# guides on cwmu?



## bossloader (Sep 11, 2007)

Just wondering how most guide service works when they say that they provide a ranch hand for free, I have two kids who have 7 points each and both have been on missions and will be home for the 2015 buck deer hunt if any one has some tips on good places I would love a PM I have a few places that they should draw guide service makes me ?

Thanks.


----------



## Blanding_Boy (Nov 21, 2007)

Your wondering how most guide services work? Could you be a bit more specific as to what units? I'm real curious what units told you they..... 'provide a ranch hand for free? Just asking, that might help us help you.:?


----------



## APD (Nov 16, 2008)

That's just code for you're not gonna get out of someones sight that the owner trusts. It's basically a guided hunt.


----------



## Bucket List (Nov 27, 2014)

Ive been wondering the same thing, anyone have any experience with CWMU draws or hunting on any of them?


----------



## BPturkeys (Sep 13, 2007)

I think it's more likely code for "we got a guy that will be telling you where on the property you are allowed to go and watching you to make sure thats were you stay". I suspect these guys will point you in the right direction providing you stay within the prescribed boundaries.


----------



## bossloader (Sep 11, 2007)

Weber Florence creek, JB ranch, sage valley, washakie. these all say guided so any one that has had some experience with a guild let me know thanks.


----------



## Packout (Nov 20, 2007)

● ● ●

TASK SET:
(1) Output the passage of the CWMU guide thread from "That's just code" up to and including "(Nov 27, 2014)".
(2) Answer these questions using the CWMU guide thread:
(a) How many points does each of bossloader's two kids have?
(b) According to APD, what is a hunt with a free ranch hand basically?
(c) Which four places does bossloader list as saying "guided"?
Rely solely on the CWMU guide thread for your answers.

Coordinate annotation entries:

● ● ●

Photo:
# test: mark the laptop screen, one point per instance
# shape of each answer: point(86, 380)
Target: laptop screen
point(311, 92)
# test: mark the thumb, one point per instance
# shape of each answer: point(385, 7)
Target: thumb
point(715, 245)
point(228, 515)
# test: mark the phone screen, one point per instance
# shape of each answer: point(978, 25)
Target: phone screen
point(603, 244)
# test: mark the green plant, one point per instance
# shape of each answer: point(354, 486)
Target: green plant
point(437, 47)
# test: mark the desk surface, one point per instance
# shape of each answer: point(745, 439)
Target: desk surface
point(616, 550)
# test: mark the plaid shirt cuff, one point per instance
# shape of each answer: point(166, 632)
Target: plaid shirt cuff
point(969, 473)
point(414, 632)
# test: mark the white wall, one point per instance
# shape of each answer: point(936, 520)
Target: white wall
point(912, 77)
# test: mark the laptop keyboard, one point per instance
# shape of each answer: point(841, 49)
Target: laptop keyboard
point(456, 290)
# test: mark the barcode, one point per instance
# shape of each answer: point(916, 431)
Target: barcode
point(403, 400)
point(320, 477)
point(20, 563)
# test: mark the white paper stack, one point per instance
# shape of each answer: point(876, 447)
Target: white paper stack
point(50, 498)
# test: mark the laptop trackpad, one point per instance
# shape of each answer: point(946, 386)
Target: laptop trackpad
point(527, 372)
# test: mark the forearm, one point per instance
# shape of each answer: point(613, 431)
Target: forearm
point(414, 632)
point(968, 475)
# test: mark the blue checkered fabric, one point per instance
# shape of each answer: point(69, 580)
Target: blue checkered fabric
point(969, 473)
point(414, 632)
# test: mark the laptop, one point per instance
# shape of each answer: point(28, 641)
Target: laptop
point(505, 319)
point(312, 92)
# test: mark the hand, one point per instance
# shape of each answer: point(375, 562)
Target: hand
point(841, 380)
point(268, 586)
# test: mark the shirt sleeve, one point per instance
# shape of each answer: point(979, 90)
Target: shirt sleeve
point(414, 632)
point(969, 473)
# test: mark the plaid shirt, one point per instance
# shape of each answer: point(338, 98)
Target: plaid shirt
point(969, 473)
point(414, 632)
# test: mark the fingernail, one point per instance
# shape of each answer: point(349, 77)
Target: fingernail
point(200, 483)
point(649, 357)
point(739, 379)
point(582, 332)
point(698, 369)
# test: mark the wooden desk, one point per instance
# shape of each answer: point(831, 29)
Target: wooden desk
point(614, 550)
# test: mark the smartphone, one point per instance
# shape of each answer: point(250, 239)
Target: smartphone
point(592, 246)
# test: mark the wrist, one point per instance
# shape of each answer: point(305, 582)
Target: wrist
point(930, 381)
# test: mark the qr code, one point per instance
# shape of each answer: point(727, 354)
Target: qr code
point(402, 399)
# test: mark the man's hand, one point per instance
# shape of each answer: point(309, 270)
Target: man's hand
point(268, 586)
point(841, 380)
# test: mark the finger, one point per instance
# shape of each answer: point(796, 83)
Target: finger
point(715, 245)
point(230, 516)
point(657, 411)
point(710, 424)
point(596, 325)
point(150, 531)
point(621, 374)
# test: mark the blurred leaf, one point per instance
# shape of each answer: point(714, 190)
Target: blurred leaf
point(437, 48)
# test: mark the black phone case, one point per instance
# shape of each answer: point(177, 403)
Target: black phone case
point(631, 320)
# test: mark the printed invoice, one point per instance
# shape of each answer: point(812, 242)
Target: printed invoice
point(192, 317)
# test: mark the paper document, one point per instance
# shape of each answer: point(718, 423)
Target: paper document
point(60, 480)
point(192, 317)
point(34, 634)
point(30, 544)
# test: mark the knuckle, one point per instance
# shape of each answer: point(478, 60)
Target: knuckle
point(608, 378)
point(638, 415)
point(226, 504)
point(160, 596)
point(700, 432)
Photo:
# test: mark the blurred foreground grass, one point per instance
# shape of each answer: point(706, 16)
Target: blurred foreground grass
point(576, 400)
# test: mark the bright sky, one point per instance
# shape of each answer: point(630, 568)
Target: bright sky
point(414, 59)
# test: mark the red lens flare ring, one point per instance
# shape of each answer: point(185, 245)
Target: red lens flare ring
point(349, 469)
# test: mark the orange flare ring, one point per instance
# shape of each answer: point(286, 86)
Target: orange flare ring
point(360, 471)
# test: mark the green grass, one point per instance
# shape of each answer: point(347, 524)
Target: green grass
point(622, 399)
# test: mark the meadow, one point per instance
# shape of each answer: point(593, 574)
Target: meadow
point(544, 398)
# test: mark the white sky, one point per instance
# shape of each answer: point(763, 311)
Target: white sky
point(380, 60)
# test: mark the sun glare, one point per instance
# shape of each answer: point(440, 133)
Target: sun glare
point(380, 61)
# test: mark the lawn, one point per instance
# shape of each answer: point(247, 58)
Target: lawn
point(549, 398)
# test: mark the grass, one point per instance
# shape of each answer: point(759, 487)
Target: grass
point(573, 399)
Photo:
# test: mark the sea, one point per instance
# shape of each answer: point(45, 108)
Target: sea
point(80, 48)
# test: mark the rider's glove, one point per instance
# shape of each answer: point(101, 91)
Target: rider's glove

● ● ●

EXPECTED RESPONSES:
(1)
That's just code for you're not gonna get out of someones sight that the owner trusts. It's basically a guided hunt.


----------



## Bucket List (Nov 27, 2014)

(2)
(a) 7 points each.
(b) A guided hunt.
(c) Weber Florence creek, JB ranch, sage valley, and washakie.